▼

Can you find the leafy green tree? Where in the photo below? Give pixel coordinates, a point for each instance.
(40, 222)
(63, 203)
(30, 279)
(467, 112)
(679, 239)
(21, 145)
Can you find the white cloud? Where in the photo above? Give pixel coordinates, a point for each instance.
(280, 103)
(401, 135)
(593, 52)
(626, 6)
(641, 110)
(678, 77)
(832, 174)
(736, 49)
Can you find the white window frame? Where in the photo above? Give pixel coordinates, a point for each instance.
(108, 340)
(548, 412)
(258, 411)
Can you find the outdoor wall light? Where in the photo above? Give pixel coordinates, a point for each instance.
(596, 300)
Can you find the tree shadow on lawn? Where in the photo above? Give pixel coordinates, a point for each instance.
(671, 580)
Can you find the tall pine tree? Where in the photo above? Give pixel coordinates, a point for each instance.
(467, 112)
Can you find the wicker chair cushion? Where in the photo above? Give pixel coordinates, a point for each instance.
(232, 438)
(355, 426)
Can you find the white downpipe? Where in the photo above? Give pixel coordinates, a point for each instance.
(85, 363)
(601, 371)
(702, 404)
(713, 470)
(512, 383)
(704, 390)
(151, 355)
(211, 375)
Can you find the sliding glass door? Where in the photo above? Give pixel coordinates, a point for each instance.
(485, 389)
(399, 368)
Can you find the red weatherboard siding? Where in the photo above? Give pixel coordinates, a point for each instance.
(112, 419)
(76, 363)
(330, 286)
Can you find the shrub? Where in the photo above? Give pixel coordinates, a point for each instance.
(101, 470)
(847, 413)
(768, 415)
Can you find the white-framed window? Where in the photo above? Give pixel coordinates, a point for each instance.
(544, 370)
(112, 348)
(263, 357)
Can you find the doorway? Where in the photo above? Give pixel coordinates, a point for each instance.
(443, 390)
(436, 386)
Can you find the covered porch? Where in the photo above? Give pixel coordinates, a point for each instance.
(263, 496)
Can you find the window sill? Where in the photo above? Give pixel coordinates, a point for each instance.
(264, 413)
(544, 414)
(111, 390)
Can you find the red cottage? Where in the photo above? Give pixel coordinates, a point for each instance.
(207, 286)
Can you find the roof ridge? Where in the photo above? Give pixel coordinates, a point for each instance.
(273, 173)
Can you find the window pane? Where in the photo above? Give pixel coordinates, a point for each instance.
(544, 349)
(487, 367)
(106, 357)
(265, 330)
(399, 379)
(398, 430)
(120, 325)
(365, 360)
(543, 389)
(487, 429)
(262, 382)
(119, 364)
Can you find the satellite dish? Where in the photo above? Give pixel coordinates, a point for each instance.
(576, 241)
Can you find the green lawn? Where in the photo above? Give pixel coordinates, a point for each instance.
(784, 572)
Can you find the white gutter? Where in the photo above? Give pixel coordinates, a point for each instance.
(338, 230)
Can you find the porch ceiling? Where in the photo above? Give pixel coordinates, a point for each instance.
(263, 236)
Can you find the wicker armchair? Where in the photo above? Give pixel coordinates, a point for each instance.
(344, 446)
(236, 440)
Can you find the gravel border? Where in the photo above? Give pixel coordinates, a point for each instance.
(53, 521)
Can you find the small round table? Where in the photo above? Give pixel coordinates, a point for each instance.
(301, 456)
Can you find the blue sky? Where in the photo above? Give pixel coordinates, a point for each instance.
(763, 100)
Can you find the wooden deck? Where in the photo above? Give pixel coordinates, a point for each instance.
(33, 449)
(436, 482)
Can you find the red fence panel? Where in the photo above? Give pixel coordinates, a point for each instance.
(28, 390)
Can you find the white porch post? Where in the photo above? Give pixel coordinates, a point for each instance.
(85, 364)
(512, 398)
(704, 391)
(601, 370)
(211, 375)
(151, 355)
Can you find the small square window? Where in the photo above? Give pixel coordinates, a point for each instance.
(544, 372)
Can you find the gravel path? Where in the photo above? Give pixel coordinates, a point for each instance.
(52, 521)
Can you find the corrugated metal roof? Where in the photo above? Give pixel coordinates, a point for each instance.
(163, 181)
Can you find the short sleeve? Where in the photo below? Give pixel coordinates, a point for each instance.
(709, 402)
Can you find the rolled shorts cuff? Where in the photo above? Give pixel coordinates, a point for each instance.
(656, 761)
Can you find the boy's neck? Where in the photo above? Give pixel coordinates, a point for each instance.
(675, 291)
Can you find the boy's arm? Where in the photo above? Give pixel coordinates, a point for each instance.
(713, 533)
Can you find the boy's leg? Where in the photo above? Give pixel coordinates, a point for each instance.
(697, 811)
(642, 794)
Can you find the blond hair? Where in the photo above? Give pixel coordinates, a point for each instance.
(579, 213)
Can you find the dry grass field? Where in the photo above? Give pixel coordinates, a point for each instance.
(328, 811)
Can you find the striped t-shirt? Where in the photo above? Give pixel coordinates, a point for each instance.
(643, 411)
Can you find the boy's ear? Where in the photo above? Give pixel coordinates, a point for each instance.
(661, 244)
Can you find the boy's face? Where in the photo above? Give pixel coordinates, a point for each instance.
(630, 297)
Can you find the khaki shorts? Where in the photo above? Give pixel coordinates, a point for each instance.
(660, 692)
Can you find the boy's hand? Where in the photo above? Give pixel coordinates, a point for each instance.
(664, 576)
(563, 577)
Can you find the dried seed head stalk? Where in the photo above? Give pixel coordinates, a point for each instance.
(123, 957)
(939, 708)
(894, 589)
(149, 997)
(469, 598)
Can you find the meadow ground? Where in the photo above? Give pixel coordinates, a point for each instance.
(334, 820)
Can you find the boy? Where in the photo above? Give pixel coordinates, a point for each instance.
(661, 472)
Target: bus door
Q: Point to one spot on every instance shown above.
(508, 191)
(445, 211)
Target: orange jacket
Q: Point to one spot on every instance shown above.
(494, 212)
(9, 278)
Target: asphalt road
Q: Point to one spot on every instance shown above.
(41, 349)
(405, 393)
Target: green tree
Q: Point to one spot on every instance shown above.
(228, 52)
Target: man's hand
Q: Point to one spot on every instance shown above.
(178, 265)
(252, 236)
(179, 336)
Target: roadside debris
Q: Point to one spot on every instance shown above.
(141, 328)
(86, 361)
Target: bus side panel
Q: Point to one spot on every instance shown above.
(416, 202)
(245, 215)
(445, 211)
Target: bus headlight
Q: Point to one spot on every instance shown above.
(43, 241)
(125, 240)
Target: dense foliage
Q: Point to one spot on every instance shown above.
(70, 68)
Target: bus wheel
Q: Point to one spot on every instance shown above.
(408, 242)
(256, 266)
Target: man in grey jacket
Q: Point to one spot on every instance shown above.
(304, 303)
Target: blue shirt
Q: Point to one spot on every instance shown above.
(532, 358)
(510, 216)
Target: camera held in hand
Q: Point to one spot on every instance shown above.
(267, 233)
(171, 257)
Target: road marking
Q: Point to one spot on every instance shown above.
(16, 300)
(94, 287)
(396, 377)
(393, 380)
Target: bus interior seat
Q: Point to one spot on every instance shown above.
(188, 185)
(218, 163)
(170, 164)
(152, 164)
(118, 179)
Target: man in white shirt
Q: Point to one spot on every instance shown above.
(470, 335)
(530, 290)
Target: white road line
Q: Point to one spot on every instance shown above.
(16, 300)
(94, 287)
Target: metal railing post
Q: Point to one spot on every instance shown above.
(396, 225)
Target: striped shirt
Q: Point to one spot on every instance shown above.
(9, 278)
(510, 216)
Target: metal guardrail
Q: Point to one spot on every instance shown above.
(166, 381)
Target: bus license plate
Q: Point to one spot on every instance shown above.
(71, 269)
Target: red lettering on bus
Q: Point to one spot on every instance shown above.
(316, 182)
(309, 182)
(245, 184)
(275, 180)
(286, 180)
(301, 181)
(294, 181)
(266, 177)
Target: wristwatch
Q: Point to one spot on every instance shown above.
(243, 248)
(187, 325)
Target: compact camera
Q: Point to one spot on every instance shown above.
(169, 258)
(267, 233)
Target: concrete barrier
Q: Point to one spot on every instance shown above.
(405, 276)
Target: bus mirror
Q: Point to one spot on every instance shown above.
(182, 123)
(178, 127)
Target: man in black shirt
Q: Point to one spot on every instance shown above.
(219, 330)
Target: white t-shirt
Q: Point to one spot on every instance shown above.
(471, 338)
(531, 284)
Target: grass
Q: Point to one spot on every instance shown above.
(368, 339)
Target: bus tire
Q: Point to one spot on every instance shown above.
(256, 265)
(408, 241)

▲

» WHAT IS NEEDED:
Check each line of the listing for "camera", and copy the ones that hold it.

» SOLUTION FOR THIS PROBLEM:
Target: camera held in hand
Target: compact camera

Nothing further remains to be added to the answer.